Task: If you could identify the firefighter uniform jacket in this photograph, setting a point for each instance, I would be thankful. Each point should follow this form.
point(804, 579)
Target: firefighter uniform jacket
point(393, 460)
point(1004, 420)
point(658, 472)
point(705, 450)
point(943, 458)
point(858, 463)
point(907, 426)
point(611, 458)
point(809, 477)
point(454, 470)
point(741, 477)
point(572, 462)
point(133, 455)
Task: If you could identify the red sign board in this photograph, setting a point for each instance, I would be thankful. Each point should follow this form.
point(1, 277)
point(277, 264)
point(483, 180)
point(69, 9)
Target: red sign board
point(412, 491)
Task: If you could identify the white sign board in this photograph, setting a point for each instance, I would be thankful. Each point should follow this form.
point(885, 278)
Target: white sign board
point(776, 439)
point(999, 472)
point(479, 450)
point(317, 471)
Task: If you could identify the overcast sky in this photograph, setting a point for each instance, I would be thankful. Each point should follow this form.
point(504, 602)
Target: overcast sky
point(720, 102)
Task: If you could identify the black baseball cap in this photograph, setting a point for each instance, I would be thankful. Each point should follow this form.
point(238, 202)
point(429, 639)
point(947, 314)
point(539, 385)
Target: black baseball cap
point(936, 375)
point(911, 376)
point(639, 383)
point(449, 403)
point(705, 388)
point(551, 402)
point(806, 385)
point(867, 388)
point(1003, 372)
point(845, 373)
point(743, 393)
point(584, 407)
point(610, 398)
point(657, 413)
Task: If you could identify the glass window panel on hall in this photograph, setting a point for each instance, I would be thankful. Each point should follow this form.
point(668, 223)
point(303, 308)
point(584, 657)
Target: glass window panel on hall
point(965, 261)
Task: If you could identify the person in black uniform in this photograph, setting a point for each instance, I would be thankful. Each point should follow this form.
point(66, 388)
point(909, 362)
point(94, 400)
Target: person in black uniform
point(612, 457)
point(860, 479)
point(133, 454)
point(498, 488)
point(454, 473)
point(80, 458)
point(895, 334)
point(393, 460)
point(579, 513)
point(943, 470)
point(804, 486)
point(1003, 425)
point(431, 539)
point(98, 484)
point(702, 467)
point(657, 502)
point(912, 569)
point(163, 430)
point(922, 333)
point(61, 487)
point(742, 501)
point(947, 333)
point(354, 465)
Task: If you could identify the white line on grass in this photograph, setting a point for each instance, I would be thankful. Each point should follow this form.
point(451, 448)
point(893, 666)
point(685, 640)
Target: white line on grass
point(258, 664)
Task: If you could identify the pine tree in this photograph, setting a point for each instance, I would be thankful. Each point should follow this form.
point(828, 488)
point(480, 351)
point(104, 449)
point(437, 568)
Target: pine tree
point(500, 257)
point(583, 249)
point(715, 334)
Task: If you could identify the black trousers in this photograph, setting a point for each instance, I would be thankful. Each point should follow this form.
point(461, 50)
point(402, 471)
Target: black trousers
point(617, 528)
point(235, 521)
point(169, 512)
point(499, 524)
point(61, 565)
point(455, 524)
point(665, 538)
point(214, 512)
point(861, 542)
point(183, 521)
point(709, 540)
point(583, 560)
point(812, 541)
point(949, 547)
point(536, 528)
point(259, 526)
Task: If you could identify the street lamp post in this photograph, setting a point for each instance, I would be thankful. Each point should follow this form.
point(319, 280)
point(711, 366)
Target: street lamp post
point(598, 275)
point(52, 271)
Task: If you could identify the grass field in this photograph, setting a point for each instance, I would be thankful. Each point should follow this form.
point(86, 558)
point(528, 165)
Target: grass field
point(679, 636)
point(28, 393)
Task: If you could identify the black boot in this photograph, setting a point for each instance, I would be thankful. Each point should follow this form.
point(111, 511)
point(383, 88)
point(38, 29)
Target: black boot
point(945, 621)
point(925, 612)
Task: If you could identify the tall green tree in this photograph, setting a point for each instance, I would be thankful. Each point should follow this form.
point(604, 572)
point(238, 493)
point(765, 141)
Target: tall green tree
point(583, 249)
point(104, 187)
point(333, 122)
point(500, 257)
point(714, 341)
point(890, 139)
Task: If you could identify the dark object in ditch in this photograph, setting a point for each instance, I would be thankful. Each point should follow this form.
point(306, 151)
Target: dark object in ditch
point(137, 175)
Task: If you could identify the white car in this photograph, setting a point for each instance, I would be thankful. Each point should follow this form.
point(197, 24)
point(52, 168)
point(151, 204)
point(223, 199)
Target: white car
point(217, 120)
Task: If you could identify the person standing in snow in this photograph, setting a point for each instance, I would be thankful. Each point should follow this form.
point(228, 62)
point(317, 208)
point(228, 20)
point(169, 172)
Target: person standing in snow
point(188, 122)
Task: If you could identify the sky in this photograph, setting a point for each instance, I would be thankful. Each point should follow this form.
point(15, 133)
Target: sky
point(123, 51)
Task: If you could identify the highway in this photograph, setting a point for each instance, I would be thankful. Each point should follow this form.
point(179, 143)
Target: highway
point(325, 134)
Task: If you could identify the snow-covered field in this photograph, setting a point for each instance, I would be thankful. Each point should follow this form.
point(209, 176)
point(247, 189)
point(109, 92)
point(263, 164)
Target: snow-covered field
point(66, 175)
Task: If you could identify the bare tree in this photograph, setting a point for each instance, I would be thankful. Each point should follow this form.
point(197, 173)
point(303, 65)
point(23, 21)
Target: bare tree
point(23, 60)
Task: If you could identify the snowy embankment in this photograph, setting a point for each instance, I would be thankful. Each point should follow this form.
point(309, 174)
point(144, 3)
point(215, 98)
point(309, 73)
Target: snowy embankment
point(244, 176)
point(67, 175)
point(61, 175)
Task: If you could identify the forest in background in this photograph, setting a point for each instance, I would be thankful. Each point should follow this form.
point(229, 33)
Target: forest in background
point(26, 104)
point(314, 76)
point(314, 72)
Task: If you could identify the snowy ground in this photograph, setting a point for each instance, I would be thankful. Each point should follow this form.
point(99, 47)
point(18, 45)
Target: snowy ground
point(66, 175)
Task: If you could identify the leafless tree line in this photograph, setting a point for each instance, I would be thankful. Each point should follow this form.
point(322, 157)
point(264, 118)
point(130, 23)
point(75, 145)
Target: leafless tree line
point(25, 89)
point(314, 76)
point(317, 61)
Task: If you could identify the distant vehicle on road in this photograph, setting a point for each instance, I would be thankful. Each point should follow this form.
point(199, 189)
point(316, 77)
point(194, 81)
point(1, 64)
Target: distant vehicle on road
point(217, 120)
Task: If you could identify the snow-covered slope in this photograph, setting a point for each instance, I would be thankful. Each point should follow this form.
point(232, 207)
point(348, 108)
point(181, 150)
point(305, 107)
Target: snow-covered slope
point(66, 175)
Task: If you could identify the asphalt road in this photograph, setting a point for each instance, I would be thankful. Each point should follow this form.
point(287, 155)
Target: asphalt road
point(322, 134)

--

• About this task
Please restate the material above, word for word and in full.

• Expected output
Task: If you could identify the firefighter uniform jacket in this photograph, setting a point for each instance, I would be thankful. Each point should follow this form.
point(804, 579)
Target: firefighter uniform jacket
point(393, 460)
point(1004, 420)
point(658, 472)
point(705, 450)
point(943, 458)
point(858, 463)
point(907, 426)
point(611, 458)
point(809, 477)
point(454, 470)
point(741, 477)
point(572, 462)
point(133, 455)
Task: If you could identify the red sign board in this photograph, setting a point for each instance, I would be thankful. Each point should follow this form.
point(1, 277)
point(277, 264)
point(483, 180)
point(69, 9)
Target: red sign board
point(412, 491)
Task: If you could identify the white sign board in this photograph, setting a point for each instance, I would be thankful. Each point should follow this form.
point(885, 278)
Target: white sign board
point(776, 439)
point(999, 472)
point(479, 450)
point(317, 471)
Task: If you could identify the overcast sky in this photograph, setting a point for each instance, I would be thankful. Each point should follow this form.
point(504, 602)
Target: overcast sky
point(720, 102)
Task: If you could identify the black baseball cap in this photograph, setting a point for each instance, I would be thankful. Each point should follow this form.
point(238, 202)
point(429, 639)
point(947, 314)
point(539, 385)
Target: black baseball cap
point(936, 375)
point(911, 376)
point(639, 383)
point(449, 403)
point(705, 388)
point(551, 402)
point(806, 385)
point(867, 388)
point(1003, 372)
point(845, 373)
point(743, 393)
point(584, 407)
point(610, 398)
point(657, 413)
Task: If you could identify the glass window panel on hall in this photograph, setting a point for each instance, I would be thankful. Each point should follow this form.
point(668, 223)
point(303, 308)
point(584, 657)
Target: glass window panel on hall
point(965, 261)
Task: If you could identify the person in black uniform in this photograph, setting a point for each instance, I would be thankful. Each point should follow this form.
point(66, 388)
point(909, 362)
point(94, 400)
Target: person in black uniform
point(612, 457)
point(860, 479)
point(133, 454)
point(498, 488)
point(454, 473)
point(80, 458)
point(895, 334)
point(393, 460)
point(579, 513)
point(943, 470)
point(804, 486)
point(1003, 425)
point(431, 539)
point(98, 484)
point(702, 467)
point(657, 502)
point(912, 569)
point(163, 430)
point(922, 333)
point(61, 487)
point(742, 501)
point(947, 333)
point(354, 465)
Task: If you could identify the white line on grass in this photograph, setting a point for each instance, I would be thankful. Each point should follow this form.
point(451, 448)
point(893, 666)
point(685, 640)
Target: white line on grass
point(258, 664)
Task: If you could identify the pine tree in this photograph, setting a point for each instance, I would be thankful. Each point should follow this form.
point(828, 488)
point(480, 351)
point(104, 449)
point(437, 568)
Target: pine tree
point(500, 257)
point(583, 249)
point(715, 334)
Task: If you could identify the black trousers in this photograph, setting a point for each instance, I would be thankful. Each point should follow this form.
point(461, 50)
point(402, 471)
Target: black trousers
point(617, 528)
point(235, 521)
point(169, 512)
point(499, 524)
point(61, 565)
point(455, 524)
point(665, 538)
point(214, 512)
point(861, 542)
point(183, 521)
point(709, 540)
point(583, 560)
point(812, 541)
point(949, 547)
point(536, 528)
point(259, 526)
Task: If you could identify the street lamp post in this photograph, setting a point for each instance, I would be thankful. Each point should follow this form.
point(319, 280)
point(711, 366)
Target: street lamp post
point(598, 275)
point(52, 271)
Task: If you could identify the grass field in this photograph, setting a point for each instance, I would be thankful. Each point should follow this form.
point(86, 558)
point(528, 165)
Target: grass field
point(679, 636)
point(28, 393)
Task: If you could identify the black boot in this photograph, setting a point for each instance, I would be thankful. Each point should follow this form.
point(111, 511)
point(383, 88)
point(38, 29)
Target: black boot
point(945, 621)
point(925, 612)
Task: If you could identify the tall green tree in this photograph, setting a point for each instance, I would be thankful. Each point should follow this form.
point(604, 572)
point(238, 493)
point(765, 141)
Target: tall green tree
point(583, 249)
point(104, 187)
point(333, 122)
point(500, 257)
point(714, 341)
point(890, 139)
Task: If you could identify the dark object in ditch in this photograph, setting a point for each instance, I would be thankful. Each point should follow this form.
point(306, 151)
Target: dark object in ditch
point(137, 175)
Task: If you could identify the white car in this photograph, setting a point for each instance, I would be thankful. Each point should follow this form.
point(197, 24)
point(52, 168)
point(151, 204)
point(223, 199)
Target: white car
point(217, 120)
Task: If you could identify the person standing in snow in this photograph, setting a point for each instance, I would be thankful. Each point should follow this form.
point(228, 62)
point(317, 208)
point(228, 20)
point(169, 172)
Target: person standing in snow
point(188, 122)
Task: If you could identify the sky in this photograph, setting a point for each instance, I would be thankful. Each point should follow this form.
point(15, 133)
Target: sky
point(123, 51)
Task: If you could identify the highway in this photograph, setting a point for each instance, I would be thankful. Each point should follow this form.
point(179, 143)
Target: highway
point(325, 134)
Task: If you could identify the snow-covered field in this photograph, setting a point for each instance, I would be thankful. Each point should follow this form.
point(209, 176)
point(247, 189)
point(109, 92)
point(263, 164)
Target: snow-covered field
point(66, 175)
Task: If you could identify the bare tree in this photograph, setting a point for each instance, I would be thankful. Each point should follow this form.
point(197, 173)
point(303, 65)
point(23, 21)
Target: bare tree
point(23, 60)
Task: If you could identify the snowy embankment in this photograph, setting a point for each instance, I would be thankful. Each point should follow this form.
point(309, 174)
point(144, 3)
point(215, 98)
point(309, 73)
Target: snowy embankment
point(244, 176)
point(67, 175)
point(61, 175)
Task: If you could identify the forest in background in this photograph, setting a point for each instance, I would be thankful. Each point should follow this form.
point(229, 33)
Target: forest in background
point(26, 104)
point(314, 76)
point(314, 72)
Task: If you could identify the snowy ground in this photograph, setting a point for each instance, I would be thankful. Each point should follow this form.
point(99, 47)
point(18, 45)
Target: snowy ground
point(66, 175)
Task: If you could identify the leafless tree line in this photograph, setting a point for each instance, I would be thankful. Each point should follow this form.
point(322, 157)
point(264, 118)
point(130, 23)
point(75, 145)
Target: leafless tree line
point(25, 89)
point(314, 76)
point(317, 61)
Task: If you could identify the distant vehicle on road in this photograph, setting a point for each instance, I would be thankful. Each point should follow this form.
point(199, 189)
point(316, 77)
point(194, 81)
point(1, 64)
Target: distant vehicle on road
point(217, 120)
Task: If you could identify the snow-covered slope in this photograph, setting a point for each instance, I would be thankful. Each point should follow this form.
point(232, 207)
point(348, 108)
point(181, 150)
point(305, 107)
Target: snow-covered slope
point(66, 175)
Task: If you could identify the asphalt road in this photograph, setting a point for each instance, I would be thankful. Each point should follow this form.
point(287, 155)
Target: asphalt road
point(322, 134)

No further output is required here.